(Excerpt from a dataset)
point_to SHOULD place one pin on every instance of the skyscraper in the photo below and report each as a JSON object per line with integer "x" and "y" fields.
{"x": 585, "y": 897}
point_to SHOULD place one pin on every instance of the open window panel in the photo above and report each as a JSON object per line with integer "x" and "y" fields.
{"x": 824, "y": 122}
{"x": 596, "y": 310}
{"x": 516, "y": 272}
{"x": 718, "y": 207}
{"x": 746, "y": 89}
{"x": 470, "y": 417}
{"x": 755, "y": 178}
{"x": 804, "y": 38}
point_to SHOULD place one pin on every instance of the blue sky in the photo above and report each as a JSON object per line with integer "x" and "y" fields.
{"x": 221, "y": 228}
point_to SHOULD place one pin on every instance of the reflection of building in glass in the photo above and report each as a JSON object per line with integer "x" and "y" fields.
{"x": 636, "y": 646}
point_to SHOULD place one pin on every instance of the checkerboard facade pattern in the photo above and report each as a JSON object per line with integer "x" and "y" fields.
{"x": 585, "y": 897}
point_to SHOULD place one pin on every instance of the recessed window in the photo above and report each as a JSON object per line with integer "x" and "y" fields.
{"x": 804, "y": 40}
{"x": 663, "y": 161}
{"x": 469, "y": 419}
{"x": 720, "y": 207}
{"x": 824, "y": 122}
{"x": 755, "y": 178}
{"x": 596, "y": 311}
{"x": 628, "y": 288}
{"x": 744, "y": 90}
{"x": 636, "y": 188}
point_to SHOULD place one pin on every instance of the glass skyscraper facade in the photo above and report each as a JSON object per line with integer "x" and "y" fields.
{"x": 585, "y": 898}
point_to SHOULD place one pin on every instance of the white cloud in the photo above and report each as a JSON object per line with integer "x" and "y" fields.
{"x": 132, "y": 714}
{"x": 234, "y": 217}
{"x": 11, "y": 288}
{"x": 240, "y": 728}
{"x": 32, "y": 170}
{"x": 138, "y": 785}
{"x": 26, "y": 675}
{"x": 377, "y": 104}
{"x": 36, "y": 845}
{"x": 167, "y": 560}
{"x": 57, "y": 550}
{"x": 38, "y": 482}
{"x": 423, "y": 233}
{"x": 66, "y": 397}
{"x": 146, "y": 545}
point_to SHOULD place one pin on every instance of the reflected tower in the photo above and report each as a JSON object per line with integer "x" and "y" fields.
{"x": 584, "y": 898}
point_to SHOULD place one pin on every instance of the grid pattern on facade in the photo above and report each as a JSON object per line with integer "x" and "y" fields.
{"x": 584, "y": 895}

● **What the task requires**
Rewrite all the records above as a numbered list with one line per item, leaving out any blank lines.

● **Output below**
1. point_to SHOULD place one pin on every instance of the skyscraper in the photo below and report each as a JSON object per line with integer "x" and "y" fields.
2. {"x": 585, "y": 897}
3. point_to SHOULD place one pin on every instance of the open window panel in the photo above and report each as a JSON object per line with integer "x" and "y" fields.
4. {"x": 824, "y": 122}
5. {"x": 596, "y": 310}
6. {"x": 516, "y": 272}
7. {"x": 718, "y": 207}
8. {"x": 746, "y": 89}
9. {"x": 470, "y": 417}
10. {"x": 755, "y": 178}
11. {"x": 804, "y": 38}
12. point_to SHOULD place one pin on every instance of the blue sky in the photo above and report each as a JSON object per line with integer "x" and "y" fields.
13. {"x": 221, "y": 228}
14. point_to SHOULD place one pin on every instance of the reflection of building in glass in the photo above and report each as a JSON object per line with integer "x" and "y" fields.
15. {"x": 636, "y": 646}
16. point_to SHOULD place one pin on every instance of the checkerboard facade pattern in the photo above and report each as a JSON object per line with integer "x" and "y" fields.
17. {"x": 585, "y": 897}
18. point_to SHOULD place one pin on every instance of the recessed window in the photo above and report each as a JSON object per line with integer "x" and "y" fields.
19. {"x": 804, "y": 40}
20. {"x": 663, "y": 161}
21. {"x": 469, "y": 419}
22. {"x": 720, "y": 207}
23. {"x": 824, "y": 122}
24. {"x": 755, "y": 178}
25. {"x": 596, "y": 311}
26. {"x": 628, "y": 288}
27. {"x": 744, "y": 90}
28. {"x": 636, "y": 188}
29. point_to SHOULD place one pin on every instance of the glass skyscraper facade in the photo above and report each as a JSON object per line with integer "x" and "y" fields.
30. {"x": 585, "y": 898}
31. point_to SHOULD place one pin on every instance of the white cloud in the photo above and report each as a JSON object per line with integer "x" and "y" fields.
32. {"x": 132, "y": 714}
33. {"x": 234, "y": 217}
34. {"x": 11, "y": 288}
35. {"x": 240, "y": 728}
36. {"x": 32, "y": 170}
37. {"x": 138, "y": 785}
38. {"x": 26, "y": 675}
39. {"x": 377, "y": 104}
40. {"x": 36, "y": 845}
41. {"x": 167, "y": 560}
42. {"x": 57, "y": 550}
43. {"x": 38, "y": 482}
44. {"x": 423, "y": 233}
45. {"x": 66, "y": 397}
46. {"x": 146, "y": 545}
47. point_to SHOULD place one pin on every instance of the reflected tower in the photo above and report each as a JSON object per line with integer "x" and "y" fields.
48. {"x": 584, "y": 898}
49. point_to SHOULD place one pin on every instance of the grid pattern on facade in the photo above and report each as a JSON object per line with integer "x" and "y" fields.
50. {"x": 584, "y": 895}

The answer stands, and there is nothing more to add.